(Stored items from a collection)
━━━━━━━━━━━━━━━━
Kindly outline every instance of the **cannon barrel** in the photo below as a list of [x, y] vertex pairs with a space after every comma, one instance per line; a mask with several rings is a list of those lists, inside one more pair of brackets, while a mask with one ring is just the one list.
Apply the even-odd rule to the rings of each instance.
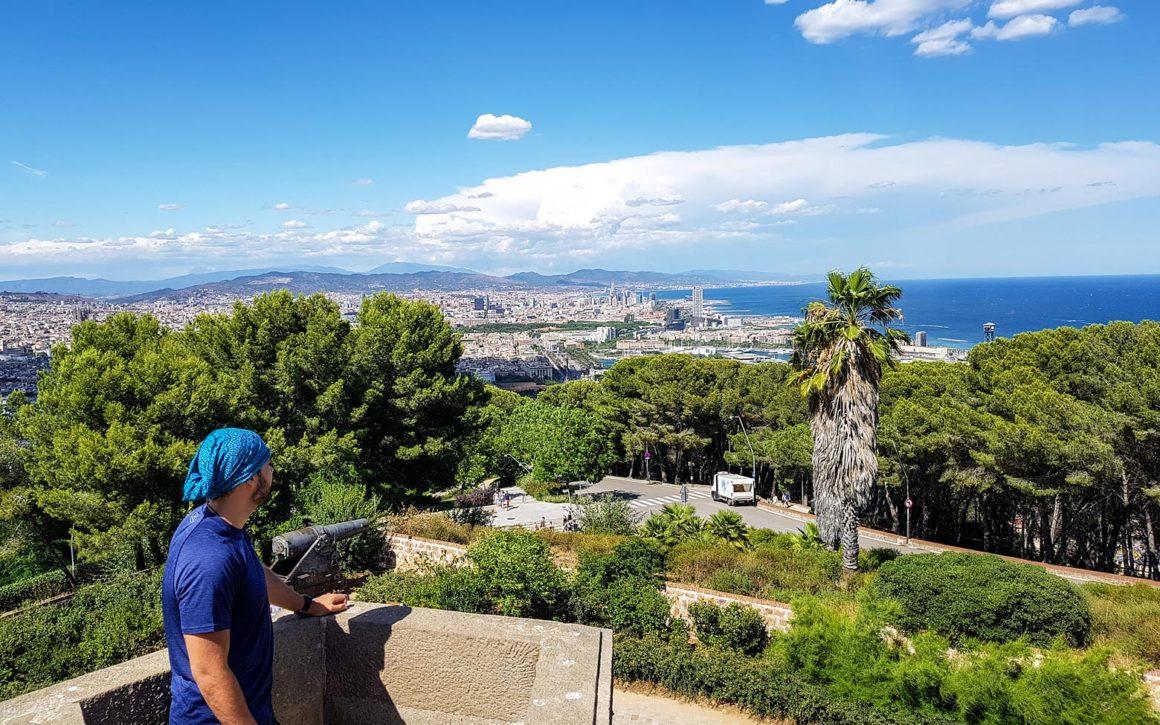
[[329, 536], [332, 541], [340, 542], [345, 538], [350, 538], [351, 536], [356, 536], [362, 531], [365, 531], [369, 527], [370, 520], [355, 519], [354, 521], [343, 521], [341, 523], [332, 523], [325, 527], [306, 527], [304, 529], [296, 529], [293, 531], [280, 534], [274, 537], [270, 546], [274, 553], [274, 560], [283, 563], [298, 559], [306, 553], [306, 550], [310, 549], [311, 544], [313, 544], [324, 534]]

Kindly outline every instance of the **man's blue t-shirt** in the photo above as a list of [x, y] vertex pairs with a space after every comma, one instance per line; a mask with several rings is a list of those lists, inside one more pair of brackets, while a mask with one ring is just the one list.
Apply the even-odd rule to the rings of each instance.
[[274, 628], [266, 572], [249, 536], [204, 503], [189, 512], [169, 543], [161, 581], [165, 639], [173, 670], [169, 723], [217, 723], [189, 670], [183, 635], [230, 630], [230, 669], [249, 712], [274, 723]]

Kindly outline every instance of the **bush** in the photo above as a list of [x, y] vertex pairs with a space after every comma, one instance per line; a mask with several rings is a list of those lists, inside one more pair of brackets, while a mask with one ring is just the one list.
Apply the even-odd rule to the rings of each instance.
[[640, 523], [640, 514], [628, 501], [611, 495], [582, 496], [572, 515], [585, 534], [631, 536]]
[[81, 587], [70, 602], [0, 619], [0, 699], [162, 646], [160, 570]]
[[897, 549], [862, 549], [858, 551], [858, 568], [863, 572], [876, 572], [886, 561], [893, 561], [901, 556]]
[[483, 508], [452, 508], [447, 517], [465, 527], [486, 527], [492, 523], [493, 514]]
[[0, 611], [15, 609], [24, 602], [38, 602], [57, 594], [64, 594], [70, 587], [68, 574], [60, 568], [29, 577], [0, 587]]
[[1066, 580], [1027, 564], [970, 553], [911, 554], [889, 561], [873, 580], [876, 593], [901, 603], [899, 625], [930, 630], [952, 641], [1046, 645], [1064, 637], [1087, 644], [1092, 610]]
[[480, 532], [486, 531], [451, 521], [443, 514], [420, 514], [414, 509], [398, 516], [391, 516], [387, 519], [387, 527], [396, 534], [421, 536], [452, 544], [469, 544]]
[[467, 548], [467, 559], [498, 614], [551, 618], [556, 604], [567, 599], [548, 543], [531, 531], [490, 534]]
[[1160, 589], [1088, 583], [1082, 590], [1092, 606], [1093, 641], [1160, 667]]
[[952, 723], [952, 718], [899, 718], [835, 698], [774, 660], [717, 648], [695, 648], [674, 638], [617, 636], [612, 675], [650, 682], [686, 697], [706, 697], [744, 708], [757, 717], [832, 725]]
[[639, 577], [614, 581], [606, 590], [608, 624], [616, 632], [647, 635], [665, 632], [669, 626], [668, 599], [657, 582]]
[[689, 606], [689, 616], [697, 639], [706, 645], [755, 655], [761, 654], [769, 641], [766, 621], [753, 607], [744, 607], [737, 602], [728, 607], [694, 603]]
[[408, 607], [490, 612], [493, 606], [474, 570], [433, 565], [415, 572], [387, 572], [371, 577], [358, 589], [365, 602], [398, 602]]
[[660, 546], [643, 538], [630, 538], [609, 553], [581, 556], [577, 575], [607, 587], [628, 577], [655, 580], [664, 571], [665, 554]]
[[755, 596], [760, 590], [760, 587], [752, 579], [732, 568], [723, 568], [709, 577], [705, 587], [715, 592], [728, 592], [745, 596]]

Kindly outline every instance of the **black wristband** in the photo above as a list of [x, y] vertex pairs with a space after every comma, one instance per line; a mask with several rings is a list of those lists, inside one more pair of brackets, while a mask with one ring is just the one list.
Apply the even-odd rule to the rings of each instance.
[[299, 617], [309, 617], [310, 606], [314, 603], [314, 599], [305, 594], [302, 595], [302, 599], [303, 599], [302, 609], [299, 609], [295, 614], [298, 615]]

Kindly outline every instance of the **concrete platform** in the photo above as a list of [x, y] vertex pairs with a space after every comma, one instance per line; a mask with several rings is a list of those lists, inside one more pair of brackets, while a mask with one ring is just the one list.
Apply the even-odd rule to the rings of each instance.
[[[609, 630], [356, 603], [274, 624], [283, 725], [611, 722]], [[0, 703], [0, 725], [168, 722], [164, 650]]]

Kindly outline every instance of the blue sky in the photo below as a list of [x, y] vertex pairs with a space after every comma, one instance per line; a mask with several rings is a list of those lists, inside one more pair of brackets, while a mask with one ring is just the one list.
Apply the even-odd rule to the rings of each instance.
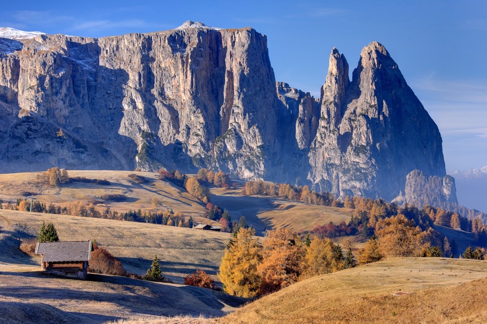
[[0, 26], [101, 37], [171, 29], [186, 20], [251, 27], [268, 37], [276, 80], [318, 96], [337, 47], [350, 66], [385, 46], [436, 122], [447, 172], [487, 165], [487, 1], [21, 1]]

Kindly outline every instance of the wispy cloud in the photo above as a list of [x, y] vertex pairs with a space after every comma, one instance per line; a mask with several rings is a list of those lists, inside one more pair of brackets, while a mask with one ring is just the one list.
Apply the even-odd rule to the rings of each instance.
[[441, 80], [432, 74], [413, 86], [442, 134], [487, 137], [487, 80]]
━━━━━━━━━━━━━━━━
WHAT YOU SHOULD DO: Can you render the lines from the start of the rows through the line containing "544], [324, 534]]" as a Markdown table with a No. column for the line number and a Content column for the line itself? Skip any blank lines and leave the pictures out.

SOLVED PROBLEM:
| No. | Content |
|---|---|
| 1 | Kindly outline every instance of the **cannon barrel** in the photo below as a list of [x, y] vertex pairs with a space after every comma, one instance per line; a mask with several rings is a list of those lists, inside one more pair of brackets, while a mask with one ring is just the one list. |
| 2 | Apply the even-odd rule to the rings of each instance. |
| 3 | [[329, 536], [332, 541], [340, 542], [345, 538], [350, 538], [351, 536], [356, 536], [362, 531], [365, 531], [369, 527], [370, 520], [355, 519], [354, 521], [343, 521], [341, 523], [332, 523], [325, 527], [306, 527], [304, 529], [296, 529], [293, 531], [280, 534], [274, 537], [270, 546], [274, 553], [274, 560], [283, 563], [298, 559], [306, 553], [306, 550], [310, 549], [311, 544], [313, 544], [324, 534]] |